Examine the material below. Gather every line in which the string "green" appears.
☆ ☆ ☆ ☆ ☆
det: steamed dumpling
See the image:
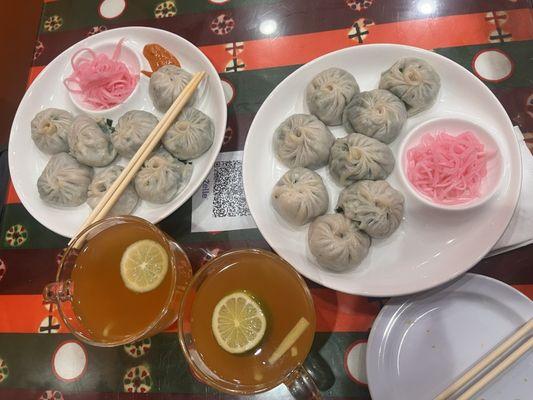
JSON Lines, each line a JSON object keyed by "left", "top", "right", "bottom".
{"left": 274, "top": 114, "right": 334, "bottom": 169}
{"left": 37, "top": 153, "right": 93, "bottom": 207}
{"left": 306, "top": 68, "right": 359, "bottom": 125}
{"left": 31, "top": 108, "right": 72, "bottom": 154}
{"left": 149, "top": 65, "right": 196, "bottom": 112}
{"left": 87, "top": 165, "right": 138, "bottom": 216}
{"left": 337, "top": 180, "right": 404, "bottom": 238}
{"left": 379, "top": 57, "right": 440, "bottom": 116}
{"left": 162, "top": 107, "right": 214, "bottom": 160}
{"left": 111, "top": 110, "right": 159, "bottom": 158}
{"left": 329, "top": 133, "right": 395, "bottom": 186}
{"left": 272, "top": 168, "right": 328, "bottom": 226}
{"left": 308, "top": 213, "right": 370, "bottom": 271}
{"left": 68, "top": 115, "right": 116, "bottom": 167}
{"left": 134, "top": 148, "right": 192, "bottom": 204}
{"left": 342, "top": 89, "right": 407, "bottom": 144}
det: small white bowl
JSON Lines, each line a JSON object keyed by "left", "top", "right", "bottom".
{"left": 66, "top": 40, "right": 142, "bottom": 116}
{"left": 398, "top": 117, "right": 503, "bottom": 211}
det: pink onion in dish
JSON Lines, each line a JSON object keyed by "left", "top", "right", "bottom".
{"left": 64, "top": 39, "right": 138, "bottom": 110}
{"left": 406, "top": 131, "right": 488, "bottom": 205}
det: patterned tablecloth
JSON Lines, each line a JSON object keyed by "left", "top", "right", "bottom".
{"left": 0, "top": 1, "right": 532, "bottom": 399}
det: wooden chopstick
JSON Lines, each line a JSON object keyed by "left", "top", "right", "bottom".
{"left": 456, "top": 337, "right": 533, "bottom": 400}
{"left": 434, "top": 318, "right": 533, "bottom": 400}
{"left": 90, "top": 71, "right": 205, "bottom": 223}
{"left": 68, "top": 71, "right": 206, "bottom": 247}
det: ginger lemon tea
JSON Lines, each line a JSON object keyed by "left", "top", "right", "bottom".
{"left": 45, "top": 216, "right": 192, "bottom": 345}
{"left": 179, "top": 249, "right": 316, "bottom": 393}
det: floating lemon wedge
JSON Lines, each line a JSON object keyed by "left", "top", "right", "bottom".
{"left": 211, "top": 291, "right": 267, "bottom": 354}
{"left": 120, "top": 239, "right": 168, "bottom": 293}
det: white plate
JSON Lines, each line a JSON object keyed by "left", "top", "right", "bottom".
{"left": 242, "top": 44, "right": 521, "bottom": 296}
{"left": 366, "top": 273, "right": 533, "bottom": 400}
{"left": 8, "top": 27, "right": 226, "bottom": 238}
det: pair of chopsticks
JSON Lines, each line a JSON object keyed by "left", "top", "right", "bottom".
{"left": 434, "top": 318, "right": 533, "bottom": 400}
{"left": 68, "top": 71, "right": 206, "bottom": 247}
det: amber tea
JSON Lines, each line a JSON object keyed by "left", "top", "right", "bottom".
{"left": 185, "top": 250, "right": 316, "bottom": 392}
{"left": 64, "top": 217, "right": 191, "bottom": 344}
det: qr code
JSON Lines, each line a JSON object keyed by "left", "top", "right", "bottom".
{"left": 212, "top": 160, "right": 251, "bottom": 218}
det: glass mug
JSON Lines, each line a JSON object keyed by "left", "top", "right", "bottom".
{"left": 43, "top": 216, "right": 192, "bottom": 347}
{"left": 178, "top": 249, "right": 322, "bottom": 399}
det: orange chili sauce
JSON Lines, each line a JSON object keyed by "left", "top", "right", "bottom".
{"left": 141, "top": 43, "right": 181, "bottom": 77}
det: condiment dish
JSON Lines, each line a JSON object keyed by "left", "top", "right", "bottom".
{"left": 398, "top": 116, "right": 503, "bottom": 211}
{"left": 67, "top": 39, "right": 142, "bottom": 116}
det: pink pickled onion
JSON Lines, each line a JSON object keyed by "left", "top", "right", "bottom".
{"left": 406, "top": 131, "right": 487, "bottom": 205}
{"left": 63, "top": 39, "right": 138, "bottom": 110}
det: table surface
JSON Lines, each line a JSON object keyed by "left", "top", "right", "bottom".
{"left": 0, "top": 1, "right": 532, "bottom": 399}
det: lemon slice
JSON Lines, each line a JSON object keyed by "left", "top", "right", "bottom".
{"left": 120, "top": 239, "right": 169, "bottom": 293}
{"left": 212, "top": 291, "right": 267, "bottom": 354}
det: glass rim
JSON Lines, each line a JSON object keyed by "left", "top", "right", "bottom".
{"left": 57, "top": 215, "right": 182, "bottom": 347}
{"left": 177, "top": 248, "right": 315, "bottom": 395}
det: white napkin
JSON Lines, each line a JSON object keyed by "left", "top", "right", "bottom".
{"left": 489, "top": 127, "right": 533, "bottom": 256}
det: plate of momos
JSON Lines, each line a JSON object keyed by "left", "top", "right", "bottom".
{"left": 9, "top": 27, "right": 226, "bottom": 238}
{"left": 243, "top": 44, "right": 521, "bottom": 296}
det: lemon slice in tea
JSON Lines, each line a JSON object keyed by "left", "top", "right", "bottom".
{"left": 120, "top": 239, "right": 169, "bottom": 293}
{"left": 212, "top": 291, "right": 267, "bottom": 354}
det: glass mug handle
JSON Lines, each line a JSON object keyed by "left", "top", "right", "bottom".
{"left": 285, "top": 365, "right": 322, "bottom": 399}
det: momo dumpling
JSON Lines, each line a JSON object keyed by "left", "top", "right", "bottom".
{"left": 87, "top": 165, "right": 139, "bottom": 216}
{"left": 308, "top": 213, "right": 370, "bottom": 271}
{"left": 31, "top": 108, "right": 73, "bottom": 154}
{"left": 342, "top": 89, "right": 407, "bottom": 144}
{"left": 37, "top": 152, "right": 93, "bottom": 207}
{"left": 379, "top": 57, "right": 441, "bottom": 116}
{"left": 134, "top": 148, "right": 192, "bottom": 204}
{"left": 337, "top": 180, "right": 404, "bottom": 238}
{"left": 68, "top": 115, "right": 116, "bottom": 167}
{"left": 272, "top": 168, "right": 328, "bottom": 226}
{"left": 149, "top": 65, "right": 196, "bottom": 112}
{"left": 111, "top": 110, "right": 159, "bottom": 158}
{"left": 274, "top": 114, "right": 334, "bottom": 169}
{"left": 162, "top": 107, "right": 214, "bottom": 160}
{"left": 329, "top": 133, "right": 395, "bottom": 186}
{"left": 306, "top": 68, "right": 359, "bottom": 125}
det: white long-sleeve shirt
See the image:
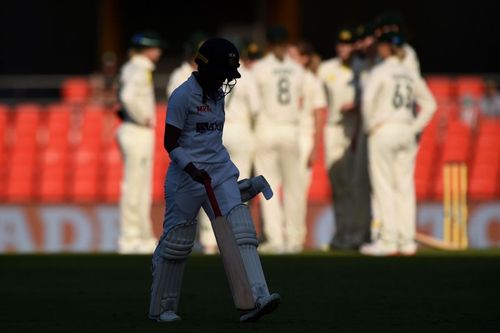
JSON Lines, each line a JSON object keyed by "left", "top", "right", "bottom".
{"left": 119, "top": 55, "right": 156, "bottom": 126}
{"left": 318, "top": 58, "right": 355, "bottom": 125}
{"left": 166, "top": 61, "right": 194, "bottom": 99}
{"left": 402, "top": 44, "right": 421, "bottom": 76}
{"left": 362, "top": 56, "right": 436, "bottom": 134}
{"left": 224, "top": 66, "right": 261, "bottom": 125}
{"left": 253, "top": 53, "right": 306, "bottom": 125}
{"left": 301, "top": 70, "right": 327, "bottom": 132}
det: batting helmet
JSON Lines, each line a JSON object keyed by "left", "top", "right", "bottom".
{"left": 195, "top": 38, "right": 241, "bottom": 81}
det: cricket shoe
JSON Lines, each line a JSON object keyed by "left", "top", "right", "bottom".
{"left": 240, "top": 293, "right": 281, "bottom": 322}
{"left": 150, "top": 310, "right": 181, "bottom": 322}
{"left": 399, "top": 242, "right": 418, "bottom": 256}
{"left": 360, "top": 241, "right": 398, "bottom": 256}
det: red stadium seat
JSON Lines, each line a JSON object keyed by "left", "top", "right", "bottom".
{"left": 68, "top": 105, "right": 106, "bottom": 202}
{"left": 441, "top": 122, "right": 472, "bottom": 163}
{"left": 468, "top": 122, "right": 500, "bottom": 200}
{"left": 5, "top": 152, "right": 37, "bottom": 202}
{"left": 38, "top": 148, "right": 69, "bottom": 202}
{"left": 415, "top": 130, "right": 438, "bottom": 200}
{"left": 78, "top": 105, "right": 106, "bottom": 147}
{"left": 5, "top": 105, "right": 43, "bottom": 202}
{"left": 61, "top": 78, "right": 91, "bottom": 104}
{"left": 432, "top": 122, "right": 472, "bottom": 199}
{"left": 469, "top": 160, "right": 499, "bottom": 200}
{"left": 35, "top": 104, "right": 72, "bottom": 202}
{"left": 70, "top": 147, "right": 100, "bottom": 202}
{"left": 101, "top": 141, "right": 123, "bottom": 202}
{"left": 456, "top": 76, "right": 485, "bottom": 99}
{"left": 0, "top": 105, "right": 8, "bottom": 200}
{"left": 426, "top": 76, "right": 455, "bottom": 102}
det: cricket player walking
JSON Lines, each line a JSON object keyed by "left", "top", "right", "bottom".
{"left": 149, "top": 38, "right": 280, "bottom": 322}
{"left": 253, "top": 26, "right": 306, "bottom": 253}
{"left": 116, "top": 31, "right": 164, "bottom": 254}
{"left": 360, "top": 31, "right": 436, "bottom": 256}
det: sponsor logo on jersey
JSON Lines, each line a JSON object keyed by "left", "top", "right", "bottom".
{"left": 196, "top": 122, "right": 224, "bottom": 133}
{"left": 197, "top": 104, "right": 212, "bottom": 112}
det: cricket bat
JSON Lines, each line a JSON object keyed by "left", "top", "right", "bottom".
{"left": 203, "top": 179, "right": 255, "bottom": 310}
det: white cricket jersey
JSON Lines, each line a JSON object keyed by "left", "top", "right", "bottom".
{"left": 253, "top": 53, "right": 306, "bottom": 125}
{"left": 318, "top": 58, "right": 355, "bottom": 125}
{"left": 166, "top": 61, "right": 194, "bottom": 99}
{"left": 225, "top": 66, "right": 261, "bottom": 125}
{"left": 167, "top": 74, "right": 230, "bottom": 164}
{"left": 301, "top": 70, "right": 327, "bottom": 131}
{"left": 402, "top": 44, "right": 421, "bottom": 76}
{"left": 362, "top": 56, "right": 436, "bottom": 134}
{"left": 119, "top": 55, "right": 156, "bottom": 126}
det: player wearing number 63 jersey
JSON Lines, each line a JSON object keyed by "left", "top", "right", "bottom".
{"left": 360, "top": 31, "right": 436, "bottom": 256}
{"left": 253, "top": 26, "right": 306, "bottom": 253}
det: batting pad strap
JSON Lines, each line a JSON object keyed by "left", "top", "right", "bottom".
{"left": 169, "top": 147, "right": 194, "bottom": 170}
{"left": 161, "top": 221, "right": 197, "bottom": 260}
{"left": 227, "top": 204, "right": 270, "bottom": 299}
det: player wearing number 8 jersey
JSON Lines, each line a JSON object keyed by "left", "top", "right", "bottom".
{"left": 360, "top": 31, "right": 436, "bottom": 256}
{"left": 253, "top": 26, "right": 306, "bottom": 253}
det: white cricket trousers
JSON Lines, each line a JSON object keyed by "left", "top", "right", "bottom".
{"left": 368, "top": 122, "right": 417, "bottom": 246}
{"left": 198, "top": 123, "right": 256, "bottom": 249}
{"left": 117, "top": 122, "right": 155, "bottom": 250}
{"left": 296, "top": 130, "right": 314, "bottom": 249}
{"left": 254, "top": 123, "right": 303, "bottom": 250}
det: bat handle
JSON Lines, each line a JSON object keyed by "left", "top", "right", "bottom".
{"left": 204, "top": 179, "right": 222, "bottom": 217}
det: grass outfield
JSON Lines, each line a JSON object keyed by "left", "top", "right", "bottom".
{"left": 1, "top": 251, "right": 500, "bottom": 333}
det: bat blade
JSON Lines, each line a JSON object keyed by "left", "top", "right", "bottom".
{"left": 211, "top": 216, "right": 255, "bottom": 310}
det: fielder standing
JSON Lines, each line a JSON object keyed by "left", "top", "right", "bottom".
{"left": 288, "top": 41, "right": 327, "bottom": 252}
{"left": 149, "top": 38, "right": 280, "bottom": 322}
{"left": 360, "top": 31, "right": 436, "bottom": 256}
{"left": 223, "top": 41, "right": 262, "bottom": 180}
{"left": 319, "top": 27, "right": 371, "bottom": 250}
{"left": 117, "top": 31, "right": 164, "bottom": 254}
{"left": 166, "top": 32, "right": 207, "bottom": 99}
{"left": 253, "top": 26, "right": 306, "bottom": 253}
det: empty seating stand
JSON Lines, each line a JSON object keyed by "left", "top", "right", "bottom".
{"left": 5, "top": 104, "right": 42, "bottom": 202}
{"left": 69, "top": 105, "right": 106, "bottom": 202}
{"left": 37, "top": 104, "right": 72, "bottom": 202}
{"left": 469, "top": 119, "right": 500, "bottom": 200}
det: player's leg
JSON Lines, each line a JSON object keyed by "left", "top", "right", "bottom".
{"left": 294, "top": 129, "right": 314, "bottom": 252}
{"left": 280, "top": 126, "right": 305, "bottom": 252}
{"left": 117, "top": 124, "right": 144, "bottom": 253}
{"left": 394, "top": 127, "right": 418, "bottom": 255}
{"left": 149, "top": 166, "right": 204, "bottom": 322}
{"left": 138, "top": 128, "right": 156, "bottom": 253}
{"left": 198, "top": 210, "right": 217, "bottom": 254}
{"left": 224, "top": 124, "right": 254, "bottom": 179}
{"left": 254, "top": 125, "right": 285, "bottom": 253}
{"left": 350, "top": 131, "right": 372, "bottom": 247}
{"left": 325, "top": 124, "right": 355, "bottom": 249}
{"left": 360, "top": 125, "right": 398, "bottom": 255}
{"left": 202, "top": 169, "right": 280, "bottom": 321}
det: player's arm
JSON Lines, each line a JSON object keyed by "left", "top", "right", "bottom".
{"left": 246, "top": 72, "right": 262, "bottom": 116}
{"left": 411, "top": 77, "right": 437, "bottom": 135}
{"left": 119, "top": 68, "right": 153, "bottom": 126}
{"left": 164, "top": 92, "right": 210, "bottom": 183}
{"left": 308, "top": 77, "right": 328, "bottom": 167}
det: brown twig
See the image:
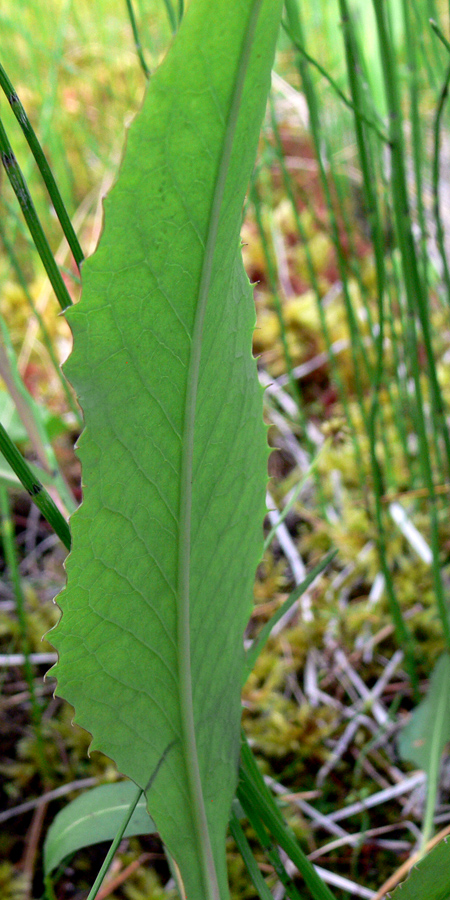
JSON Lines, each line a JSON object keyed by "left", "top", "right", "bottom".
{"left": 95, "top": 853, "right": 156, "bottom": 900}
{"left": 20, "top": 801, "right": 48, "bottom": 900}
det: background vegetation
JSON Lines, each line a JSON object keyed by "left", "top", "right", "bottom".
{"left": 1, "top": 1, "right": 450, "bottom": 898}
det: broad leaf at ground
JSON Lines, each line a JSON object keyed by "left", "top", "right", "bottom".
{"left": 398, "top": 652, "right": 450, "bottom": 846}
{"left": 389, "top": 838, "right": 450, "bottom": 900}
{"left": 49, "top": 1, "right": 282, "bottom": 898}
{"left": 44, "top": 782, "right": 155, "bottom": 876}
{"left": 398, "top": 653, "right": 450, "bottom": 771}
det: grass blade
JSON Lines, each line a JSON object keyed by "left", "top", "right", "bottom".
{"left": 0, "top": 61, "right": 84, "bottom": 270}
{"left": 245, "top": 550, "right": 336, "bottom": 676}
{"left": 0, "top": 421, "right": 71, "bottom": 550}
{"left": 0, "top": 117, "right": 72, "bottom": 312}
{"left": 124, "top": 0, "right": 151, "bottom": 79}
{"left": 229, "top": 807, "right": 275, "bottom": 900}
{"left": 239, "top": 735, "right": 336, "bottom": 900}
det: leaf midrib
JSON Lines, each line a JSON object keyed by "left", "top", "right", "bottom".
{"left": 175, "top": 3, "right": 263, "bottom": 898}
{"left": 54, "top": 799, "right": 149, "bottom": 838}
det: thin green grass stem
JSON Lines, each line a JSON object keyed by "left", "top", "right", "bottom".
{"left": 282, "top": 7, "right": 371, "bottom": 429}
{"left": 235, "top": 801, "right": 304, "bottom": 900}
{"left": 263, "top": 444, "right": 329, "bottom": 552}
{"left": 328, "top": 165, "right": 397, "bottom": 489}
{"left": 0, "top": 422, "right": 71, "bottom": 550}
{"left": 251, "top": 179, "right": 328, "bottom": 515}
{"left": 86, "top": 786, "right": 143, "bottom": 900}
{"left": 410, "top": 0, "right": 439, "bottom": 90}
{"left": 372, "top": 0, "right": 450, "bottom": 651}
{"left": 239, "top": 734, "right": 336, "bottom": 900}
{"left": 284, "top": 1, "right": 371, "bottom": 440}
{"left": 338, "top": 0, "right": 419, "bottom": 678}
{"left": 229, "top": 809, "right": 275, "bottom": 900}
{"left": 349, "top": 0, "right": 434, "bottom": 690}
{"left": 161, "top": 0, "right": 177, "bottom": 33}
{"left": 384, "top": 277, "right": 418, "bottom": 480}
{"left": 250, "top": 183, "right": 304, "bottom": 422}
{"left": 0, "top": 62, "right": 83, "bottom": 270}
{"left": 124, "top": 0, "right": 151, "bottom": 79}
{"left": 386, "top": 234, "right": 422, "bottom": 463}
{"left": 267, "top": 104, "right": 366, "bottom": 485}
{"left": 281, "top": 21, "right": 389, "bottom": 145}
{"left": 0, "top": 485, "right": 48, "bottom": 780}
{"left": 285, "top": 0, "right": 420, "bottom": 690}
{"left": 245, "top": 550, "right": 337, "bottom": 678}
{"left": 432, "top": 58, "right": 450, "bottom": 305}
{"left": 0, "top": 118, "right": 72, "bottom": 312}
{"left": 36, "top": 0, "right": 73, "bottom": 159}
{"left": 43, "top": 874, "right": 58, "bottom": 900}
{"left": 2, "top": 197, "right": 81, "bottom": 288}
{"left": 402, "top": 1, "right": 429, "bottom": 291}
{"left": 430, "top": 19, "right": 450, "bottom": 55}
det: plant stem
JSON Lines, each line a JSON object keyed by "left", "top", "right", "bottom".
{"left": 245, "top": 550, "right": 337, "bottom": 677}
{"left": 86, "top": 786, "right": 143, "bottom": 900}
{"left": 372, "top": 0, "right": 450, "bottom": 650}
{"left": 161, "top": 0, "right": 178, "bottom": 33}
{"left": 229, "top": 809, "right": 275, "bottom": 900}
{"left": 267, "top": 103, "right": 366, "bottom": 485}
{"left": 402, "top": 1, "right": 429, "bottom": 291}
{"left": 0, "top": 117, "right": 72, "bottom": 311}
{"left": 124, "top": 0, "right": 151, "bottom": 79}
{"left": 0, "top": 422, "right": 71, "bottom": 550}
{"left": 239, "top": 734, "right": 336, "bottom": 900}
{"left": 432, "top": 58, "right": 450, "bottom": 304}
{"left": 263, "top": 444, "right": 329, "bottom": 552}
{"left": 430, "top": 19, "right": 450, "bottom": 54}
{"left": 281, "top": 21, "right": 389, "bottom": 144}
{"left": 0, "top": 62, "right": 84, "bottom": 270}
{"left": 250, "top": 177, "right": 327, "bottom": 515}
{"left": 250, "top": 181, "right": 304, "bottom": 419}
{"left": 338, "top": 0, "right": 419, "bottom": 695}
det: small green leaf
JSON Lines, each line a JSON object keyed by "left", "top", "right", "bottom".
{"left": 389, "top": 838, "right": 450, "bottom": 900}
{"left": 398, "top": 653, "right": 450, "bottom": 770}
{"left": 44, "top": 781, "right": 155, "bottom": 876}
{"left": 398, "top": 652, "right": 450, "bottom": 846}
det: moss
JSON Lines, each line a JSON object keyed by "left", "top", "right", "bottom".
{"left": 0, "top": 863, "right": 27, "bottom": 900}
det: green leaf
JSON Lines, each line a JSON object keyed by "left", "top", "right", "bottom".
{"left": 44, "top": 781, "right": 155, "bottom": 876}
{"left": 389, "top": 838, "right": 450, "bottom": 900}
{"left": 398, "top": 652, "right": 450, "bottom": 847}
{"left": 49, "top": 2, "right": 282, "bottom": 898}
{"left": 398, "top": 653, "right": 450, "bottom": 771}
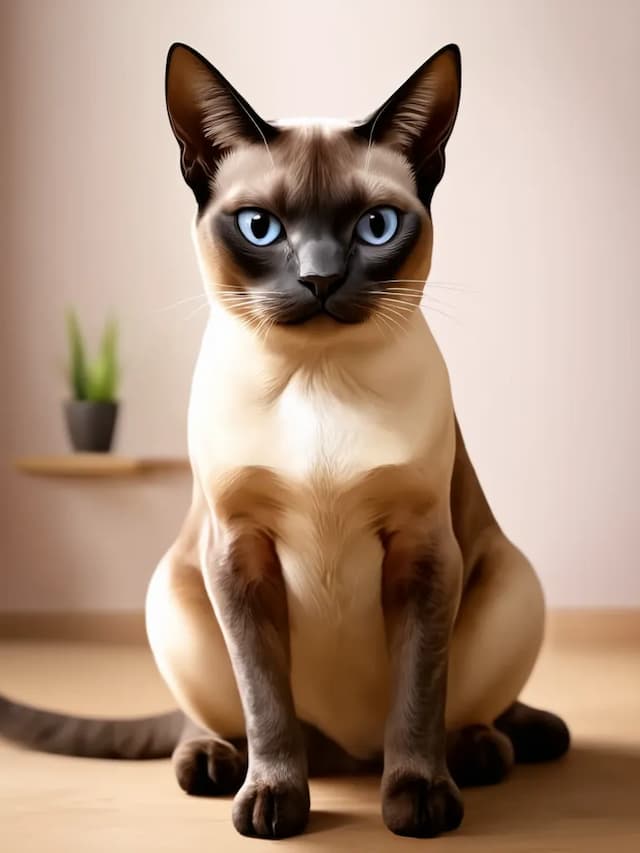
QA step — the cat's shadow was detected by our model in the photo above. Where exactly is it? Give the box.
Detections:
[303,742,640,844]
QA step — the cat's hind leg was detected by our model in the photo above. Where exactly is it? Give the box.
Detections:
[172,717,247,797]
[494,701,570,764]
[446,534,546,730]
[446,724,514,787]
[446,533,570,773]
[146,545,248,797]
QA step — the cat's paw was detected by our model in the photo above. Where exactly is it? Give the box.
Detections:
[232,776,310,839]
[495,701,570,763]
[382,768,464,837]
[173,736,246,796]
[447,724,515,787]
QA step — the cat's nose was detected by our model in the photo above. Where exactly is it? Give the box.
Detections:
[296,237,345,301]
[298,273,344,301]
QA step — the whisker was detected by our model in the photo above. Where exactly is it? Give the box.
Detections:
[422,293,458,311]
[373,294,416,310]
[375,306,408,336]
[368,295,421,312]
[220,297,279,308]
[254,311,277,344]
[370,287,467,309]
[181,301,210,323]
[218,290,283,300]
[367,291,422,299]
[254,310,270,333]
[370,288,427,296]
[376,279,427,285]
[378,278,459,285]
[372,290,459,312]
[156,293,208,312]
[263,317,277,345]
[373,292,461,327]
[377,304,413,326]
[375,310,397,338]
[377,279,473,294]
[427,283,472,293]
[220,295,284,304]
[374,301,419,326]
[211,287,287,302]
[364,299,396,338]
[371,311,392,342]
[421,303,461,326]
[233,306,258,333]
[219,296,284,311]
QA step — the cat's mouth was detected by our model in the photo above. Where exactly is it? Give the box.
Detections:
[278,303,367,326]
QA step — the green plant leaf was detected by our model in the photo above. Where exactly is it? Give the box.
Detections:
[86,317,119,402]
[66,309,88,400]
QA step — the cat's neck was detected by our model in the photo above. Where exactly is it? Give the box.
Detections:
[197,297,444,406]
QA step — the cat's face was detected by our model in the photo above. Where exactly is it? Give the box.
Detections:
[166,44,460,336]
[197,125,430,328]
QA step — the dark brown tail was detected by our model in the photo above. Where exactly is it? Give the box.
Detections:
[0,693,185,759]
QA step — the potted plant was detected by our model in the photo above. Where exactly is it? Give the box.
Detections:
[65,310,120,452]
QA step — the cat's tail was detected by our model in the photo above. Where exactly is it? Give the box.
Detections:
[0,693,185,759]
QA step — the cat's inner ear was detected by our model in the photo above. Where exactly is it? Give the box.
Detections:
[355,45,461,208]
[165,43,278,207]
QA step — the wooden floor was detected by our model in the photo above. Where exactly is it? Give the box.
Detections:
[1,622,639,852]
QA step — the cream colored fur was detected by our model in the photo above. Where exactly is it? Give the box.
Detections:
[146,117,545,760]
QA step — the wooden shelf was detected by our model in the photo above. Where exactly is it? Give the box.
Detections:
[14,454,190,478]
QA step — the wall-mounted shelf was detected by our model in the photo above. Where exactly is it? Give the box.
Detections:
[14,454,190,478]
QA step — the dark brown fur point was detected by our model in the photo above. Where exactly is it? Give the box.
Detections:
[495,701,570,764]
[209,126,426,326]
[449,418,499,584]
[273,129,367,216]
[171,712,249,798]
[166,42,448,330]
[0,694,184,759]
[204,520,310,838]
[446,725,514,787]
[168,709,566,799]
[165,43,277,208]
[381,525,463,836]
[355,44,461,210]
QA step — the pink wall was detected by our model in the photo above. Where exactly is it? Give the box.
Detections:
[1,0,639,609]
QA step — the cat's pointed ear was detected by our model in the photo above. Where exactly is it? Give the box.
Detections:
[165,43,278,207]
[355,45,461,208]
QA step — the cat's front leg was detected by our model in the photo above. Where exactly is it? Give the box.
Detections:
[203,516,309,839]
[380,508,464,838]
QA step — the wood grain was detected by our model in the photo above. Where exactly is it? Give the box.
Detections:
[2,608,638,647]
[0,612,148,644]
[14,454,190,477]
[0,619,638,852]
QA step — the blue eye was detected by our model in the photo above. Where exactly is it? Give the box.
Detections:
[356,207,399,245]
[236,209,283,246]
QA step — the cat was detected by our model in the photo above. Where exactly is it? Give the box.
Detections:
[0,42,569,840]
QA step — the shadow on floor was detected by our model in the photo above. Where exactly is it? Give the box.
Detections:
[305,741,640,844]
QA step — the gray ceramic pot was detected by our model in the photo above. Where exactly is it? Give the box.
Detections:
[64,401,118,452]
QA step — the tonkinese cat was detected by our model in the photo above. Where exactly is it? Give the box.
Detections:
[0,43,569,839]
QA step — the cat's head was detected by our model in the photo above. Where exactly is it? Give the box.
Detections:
☆ ☆ ☆ ☆ ☆
**Output of the exercise**
det: thin green grass stem
det: small green leaf
det: green leaf
QA step — the green plant leaf was detected by our model in the photo above. Where exactly is it? Give the box.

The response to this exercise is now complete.